=== 任务说明 ===
照录下方节选文本中的一段：从含有“尽管以上所述均为个例性的分析”的词句起，到“深层结构是有着内在一致性的。”止，一字不改。

=== 节选文本 ===
# # # # # # #
法国启蒙主义的重要作家伏尔泰在其著名的《论史诗》第一章中讲到:“在最杰出的近代作家身上,他们自己国家的特点可以通过他们对古人的摹仿中看出来;他们的花朵和果实虽然得到了同一太阳的温暖,并且在同一太阳的照射下成熟起来,但他们从培育他们的国土上接受了不同的趣味、色彩和形式。从写作的风格来认出一个意大利人、一个法国人、一个英国人或一个西班牙人,就像从他面孔的轮廓,他的发音和他的行动举止来认出他的国籍一样容易。”[1](P322~323)在本文中,伏尔泰主要是在倡导应从各民族的史诗和语言风格、风尚习俗等方面,探讨史诗的法则和不同民族人们不同的鉴赏趣味,但却自然地涉及到了地域性因素。

尽管以上所述均为个例性的分析,但其所揭示的人地关系的“天缘”根性,以及由此而形成内蕴丰厚的地域性文化及美意识(包括文艺鉴赏趣味)的必然联系与内在规律,则是普遍性的。考察不同地域、不同民族的人地关系史与文化发展史,都可以得到相同的实证。而且从现在看去,愈是历史久远,愈是地域偏远,人地关系愈紧密,与之相应,包括美意识在内的文化的地域性特质便愈突出。当然,这里也需指出,人并非只是纯与自然相处,还在社会中生活。但是某一地域的社会生活形态却仍然是以地理环境为基础而生成的,风俗生于自然,经济(特别是“自然经济”)取决于地理,人文景观是从根本上模仿地理景观并符合地理环境条件的,甚至一个民族、一个地区的语言都与地域环境有着很大关系。人从自然环境中接受的意象,与建立在一方土地上的社会生活,其深层结构是有着内在一致性的。
# # # # # # #
=== 原始数据 ===
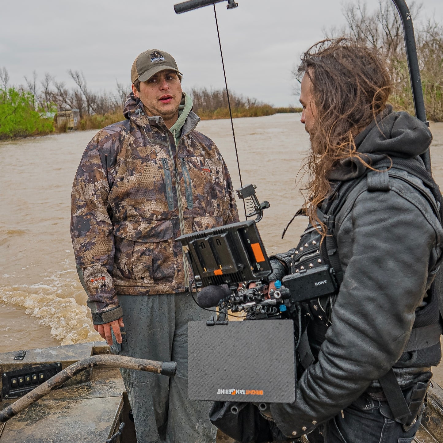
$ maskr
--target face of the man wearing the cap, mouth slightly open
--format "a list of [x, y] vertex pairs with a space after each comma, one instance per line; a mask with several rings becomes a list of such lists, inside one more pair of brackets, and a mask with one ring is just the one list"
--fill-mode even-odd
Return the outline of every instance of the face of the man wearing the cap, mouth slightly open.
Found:
[[140, 97], [148, 116], [163, 117], [165, 123], [178, 117], [182, 85], [175, 71], [160, 71], [146, 82], [140, 82], [140, 91], [132, 85], [132, 92]]

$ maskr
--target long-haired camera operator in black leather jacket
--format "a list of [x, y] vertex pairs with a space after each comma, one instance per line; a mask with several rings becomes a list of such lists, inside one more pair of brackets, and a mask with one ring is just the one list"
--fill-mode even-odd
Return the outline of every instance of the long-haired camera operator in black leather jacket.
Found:
[[[431, 132], [387, 105], [391, 80], [376, 50], [321, 42], [303, 54], [298, 74], [311, 140], [310, 223], [296, 248], [271, 257], [270, 280], [329, 264], [339, 289], [303, 307], [295, 402], [271, 404], [250, 425], [269, 420], [275, 441], [411, 442], [441, 358], [431, 288], [441, 194], [420, 158]], [[269, 437], [251, 438], [244, 441]]]

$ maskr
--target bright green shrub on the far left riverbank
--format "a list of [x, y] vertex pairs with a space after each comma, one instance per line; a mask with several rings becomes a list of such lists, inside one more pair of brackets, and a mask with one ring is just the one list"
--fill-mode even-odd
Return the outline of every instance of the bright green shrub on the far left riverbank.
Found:
[[51, 118], [40, 117], [29, 91], [0, 89], [0, 139], [49, 134], [54, 131]]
# # # # # # #
=== 作答区 ===
尽管以上所述均为个例性的分析,但其所揭示的人地关系的“天缘”根性,以及由此而形成内蕴丰厚的地域性文化及美意识(包括文艺鉴赏趣味)的必然联系与内在规律,则是普遍性的。考察不同地域、不同民族的人地关系史与文化发展史,都可以得到相同的实证。而且从现在看去,愈是历史久远,愈是地域偏远,人地关系愈紧密,与之相应,包括美意识在内的文化的地域性特质便愈突出。当然,这里也需指出,人并非只是纯与自然相处,还在社会中生活。但是某一地域的社会生活形态却仍然是以地理环境为基础而生成的,风俗生于自然,经济(特别是“自然经济”)取决于地理,人文景观是从根本上模仿地理景观并符合地理环境条件的,甚至一个民族、一个地区的语言都与地域环境有着很大关系。人从自然环境中接受的意象,与建立在一方土地上的社会生活,其深层结构是有着内在一致性的。